• Text section:

--- begin ---

Compatibility with human rights
1.5
The bill is accompanied by a detailed self-contained statement of
compatibility which identifies the principal rights promoted by the bill or
limited by its provisions. The statement of compatibility notes that the bill
promotes the right to health and a healthy environment, by regulating agvet
chemicals. The legislation may also be viewed as a means of protecting the right
to life guaranteed by article 6 of the ICCPR.
1.6
The statement of compatibility notes that bill contains a large number
of provisions, in particular relating to monitoring and enforcement, which
engage human rights. The principal rights engaged are the right to privacy,
freedom from self-incrimination and the presumption of innocence.
Right to protection against
arbitrary or unlawful interferences with privacy
1.7
The statement of compatibility notes that the bill ‘provides for the use
of extensive investigation and monitoring powers by officers of the APVMA
(including entry, search and seizure)’.[2]
The statement recognises that the exercise of these powers may involve a
limitation on the right not to be subjected to arbitrary or unlawful
interference with one’s privacy, family, home or correspondence contained in
article 17 of the ICCPR. It also notes that in order for limitations on the
enjoyment of this right to be non-arbitrary, they must be aimed at achieving a
legitimate objective and be reasonable, necessary and proportionate. It
maintains that these powers are necessary in the pursuit of important public
health goals and that there are adequate procedural safeguards against the
abuse of these powers.

--- end ---

• Task list:
• 1. From the text on human rights compatibility, extract the passage from "Compatibility with human" to "6 of the ICCPR.".
• 2. In the listing below, rewrite the lines from the line with "Traffic cam feed: detect the red" to the line with "40,731 -> 179,815", changing "integer coordinates" to "whole-number coordinates" and leaving all else as it is. Return only those lines.

• The input:
--- begin ---

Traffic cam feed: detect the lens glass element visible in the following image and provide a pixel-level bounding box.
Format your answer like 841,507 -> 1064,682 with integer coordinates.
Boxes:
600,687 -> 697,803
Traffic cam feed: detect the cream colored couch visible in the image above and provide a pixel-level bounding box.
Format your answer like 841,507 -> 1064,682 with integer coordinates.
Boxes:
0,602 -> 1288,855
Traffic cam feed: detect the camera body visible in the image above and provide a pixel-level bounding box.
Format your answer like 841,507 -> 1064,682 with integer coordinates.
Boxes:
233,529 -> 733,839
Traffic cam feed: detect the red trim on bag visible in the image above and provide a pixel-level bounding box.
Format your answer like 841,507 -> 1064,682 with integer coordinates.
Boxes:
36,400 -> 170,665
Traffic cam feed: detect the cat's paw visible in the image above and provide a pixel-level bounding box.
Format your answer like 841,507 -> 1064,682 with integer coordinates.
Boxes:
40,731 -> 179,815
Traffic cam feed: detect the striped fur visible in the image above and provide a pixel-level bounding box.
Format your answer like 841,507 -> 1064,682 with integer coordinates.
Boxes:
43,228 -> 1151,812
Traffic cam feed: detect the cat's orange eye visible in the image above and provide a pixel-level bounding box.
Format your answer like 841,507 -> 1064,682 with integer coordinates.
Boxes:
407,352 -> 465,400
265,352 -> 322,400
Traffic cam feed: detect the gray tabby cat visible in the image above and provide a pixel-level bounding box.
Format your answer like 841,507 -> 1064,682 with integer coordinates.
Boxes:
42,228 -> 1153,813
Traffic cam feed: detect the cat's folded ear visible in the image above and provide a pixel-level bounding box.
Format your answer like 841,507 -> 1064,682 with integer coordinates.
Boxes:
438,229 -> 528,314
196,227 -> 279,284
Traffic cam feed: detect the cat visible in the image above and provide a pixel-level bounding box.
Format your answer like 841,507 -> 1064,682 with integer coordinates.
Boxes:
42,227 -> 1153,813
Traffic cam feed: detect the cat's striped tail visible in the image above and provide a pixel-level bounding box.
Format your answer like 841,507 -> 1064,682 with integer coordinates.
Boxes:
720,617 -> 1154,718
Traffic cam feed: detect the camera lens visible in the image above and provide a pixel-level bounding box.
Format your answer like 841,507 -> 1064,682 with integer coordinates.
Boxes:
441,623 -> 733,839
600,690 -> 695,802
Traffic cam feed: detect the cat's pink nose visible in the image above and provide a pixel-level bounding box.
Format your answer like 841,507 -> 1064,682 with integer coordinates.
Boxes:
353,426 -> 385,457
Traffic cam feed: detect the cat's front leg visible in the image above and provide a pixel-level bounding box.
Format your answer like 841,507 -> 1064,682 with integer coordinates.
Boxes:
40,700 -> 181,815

--- end ---

• Correct answers:
• 1.
Compatibility with human rights
1.5
The bill is accompanied by a detailed self-contained statement of
compatibility which identifies the principal rights promoted by the bill or
limited by its provisions. The statement of compatibility notes that the bill
promotes the right to health and a healthy environment, by regulating agvet
chemicals. The legislation may also be viewed as a means of protecting the right
to life guaranteed by article 6 of the ICCPR.

• 2.
Traffic cam feed: detect the red trim on bag visible in the image above and provide a pixel-level bounding box.
Format your answer like 841,507 -> 1064,682 with whole-number coordinates.
Boxes:
36,400 -> 170,665
Traffic cam feed: detect the cat's paw visible in the image above and provide a pixel-level bounding box.
Format your answer like 841,507 -> 1064,682 with whole-number coordinates.
Boxes:
40,731 -> 179,815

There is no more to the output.